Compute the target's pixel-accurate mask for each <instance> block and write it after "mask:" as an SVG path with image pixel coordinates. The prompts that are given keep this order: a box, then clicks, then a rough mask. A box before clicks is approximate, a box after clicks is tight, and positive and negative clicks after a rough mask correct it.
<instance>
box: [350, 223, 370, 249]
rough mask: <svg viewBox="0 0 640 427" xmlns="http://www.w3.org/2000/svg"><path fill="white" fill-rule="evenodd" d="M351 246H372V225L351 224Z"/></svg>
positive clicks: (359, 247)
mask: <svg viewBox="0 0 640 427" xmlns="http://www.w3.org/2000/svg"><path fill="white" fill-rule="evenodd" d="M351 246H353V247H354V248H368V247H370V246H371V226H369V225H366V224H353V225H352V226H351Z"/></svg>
* * * * * * *
_GOAL OF THE EXERCISE:_ Please retype the records above starting with the line that contains "box: [350, 223, 370, 249]" and stopping after the last line, changing nothing.

_TASK SOLUTION:_
box: [350, 223, 370, 249]
rough mask: <svg viewBox="0 0 640 427" xmlns="http://www.w3.org/2000/svg"><path fill="white" fill-rule="evenodd" d="M351 246H372V225L351 224Z"/></svg>
positive clicks: (359, 247)
mask: <svg viewBox="0 0 640 427" xmlns="http://www.w3.org/2000/svg"><path fill="white" fill-rule="evenodd" d="M351 246H353V247H354V248H368V247H370V246H371V226H369V225H366V224H353V225H352V226H351Z"/></svg>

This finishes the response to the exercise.